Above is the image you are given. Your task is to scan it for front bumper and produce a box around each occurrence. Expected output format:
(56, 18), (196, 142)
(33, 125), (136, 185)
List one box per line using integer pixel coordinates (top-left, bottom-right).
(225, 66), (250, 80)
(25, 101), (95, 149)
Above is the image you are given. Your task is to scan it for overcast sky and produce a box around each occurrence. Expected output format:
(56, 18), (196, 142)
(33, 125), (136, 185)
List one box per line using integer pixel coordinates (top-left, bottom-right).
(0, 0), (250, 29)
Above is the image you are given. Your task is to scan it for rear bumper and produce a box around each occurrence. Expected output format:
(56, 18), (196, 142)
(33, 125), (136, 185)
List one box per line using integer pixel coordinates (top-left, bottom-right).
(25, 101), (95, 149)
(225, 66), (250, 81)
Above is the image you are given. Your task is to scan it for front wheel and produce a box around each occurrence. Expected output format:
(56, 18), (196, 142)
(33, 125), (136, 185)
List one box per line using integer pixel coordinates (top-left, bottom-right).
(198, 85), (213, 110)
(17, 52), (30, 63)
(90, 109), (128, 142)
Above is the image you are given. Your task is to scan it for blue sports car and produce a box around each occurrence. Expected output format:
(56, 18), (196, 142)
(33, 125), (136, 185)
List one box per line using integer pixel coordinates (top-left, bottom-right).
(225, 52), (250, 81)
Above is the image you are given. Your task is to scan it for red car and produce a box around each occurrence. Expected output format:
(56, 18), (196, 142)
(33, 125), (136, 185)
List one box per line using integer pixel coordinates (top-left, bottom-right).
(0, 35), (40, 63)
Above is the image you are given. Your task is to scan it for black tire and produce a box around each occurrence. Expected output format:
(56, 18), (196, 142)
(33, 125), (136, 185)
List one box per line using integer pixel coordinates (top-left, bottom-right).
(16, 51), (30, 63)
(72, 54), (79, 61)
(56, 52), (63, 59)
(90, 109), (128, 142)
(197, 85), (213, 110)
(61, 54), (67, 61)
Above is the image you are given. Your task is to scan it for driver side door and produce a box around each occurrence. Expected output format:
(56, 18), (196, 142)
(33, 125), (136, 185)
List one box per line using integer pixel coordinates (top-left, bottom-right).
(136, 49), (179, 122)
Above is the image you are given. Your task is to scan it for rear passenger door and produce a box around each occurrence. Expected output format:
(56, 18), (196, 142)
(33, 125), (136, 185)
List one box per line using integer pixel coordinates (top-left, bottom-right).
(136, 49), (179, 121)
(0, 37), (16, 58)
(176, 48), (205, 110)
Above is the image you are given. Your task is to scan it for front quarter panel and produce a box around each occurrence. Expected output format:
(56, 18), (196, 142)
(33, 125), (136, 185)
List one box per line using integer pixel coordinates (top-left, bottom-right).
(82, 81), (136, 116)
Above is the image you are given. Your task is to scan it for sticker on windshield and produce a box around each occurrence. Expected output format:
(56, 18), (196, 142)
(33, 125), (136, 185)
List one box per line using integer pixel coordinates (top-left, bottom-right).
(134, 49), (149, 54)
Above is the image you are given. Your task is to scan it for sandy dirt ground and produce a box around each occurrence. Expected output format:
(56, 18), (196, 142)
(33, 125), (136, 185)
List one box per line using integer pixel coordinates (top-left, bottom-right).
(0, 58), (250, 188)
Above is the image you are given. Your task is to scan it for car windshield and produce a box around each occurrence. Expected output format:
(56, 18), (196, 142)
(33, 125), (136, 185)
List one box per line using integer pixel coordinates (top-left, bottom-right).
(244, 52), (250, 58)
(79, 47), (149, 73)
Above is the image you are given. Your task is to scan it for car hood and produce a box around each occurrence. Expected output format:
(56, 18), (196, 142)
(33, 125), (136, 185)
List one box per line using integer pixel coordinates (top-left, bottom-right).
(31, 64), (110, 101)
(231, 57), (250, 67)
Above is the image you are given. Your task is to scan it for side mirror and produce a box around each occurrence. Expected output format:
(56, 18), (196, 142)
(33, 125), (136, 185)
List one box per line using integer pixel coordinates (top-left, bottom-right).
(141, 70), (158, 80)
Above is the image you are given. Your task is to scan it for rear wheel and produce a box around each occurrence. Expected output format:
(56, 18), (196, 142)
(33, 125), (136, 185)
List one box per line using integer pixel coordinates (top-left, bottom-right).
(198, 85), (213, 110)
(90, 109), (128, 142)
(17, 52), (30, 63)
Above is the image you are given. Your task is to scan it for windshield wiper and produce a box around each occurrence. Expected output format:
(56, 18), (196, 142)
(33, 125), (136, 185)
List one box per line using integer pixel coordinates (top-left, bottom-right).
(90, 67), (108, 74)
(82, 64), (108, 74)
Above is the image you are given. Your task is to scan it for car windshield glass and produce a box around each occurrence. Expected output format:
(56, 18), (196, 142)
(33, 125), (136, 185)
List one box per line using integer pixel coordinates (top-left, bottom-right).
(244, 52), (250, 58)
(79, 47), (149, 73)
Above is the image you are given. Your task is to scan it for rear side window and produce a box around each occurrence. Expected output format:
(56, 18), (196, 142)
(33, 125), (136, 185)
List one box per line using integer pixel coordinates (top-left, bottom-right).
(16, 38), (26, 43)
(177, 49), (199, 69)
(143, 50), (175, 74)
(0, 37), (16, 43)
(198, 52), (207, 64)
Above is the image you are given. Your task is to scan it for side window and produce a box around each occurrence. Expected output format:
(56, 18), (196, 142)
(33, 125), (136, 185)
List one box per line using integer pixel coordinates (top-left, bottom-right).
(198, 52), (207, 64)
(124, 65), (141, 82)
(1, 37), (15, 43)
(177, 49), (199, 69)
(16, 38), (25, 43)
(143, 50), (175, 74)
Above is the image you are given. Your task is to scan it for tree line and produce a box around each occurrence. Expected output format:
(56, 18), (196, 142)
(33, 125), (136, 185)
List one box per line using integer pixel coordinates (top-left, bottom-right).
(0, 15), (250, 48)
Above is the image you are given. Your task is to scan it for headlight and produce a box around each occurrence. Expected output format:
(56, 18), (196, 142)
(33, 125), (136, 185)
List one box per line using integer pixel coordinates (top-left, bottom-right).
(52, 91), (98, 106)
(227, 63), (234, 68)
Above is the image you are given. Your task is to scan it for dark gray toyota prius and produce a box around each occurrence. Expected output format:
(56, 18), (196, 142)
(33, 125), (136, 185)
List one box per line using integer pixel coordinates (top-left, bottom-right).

Exercise description:
Rescale the records from the line containing "for rear passenger" through the line containing "(176, 48), (205, 110)", giving every one of those lines again, requests included. Multiply each coordinate in the answer boxes by 1.2 and round to whole numbers with halves going up, but leave the numbers in the requests and their format samples unchanged.

Solution below:
Above is the image you are given. Your task is to scan it for rear passenger door and produce a box around each occurrence. Expected output format:
(56, 18), (196, 142)
(33, 125), (136, 185)
List one box per line using integer pixel coordinates (top-left, bottom-right).
(163, 59), (215, 145)
(0, 44), (19, 70)
(211, 58), (246, 132)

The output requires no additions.